• ページ抜粋:
8月も終わる頃、今更ながら、7月の記録メモです。
鉄斎展 出光美術館
没後90年を記念して、鉄斎の若き日の作品から最晩年の作品まで一望することができました。
それにしても80才を越えてからの迫力ある画面に脱帽するばかりでした。
何にもとらわれない、心象絵画はもはや前衛絵画。
最晩年の蓬莱山図の大迫力には恐れ入りました。
文人画が生き残るには厳しい時代だったように思いますが、
孤高の存在感。
そういえば、鉄斎の印章コレクションもなかなかのものだったことを
思い出し、それらもあればよかったのですが、
翡翠の瓢箪をあしらった可憐な筆洗や、やきものなどが
花を添えていました。

• 作業内容:
1. ページ抜粋のうち、「8月も終わる頃、今更ながら、7月の記録メモです。」と「最晩年の蓬莱山図の大迫力には恐れ入りました。」の間を、両端を含めて一字一句そのまま書き写してください。
2. ページ抜粋の内容を2文で要約してください。

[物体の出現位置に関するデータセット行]
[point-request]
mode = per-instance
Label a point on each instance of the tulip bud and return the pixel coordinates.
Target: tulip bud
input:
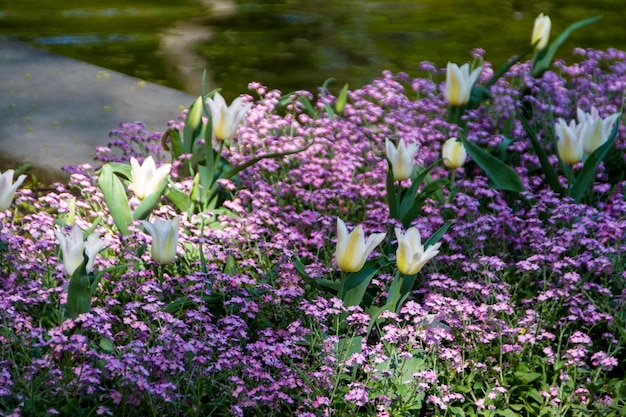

• 各作業の回答:
1.
8月も終わる頃、今更ながら、7月の記録メモです。
鉄斎展 出光美術館
没後90年を記念して、鉄斎の若き日の作品から最晩年の作品まで一望することができました。
それにしても80才を越えてからの迫力ある画面に脱帽するばかりでした。
何にもとらわれない、心象絵画はもはや前衛絵画。
最晩年の蓬莱山図の大迫力には恐れ入りました。

2. 出光美術館の鉄斎展では、没後90年を記念して若き日から最晩年までの作品を一望でき、80才を越えてからの迫力ある画面、とりわけ最晩年の蓬莱山図の大迫力に圧倒された。何にもとらわれない心象絵画はもはや前衛絵画と言えるほどの孤高の存在感を放ち、翡翠の瓢箪をあしらった可憐な筆洗ややきものなども花を添えていた。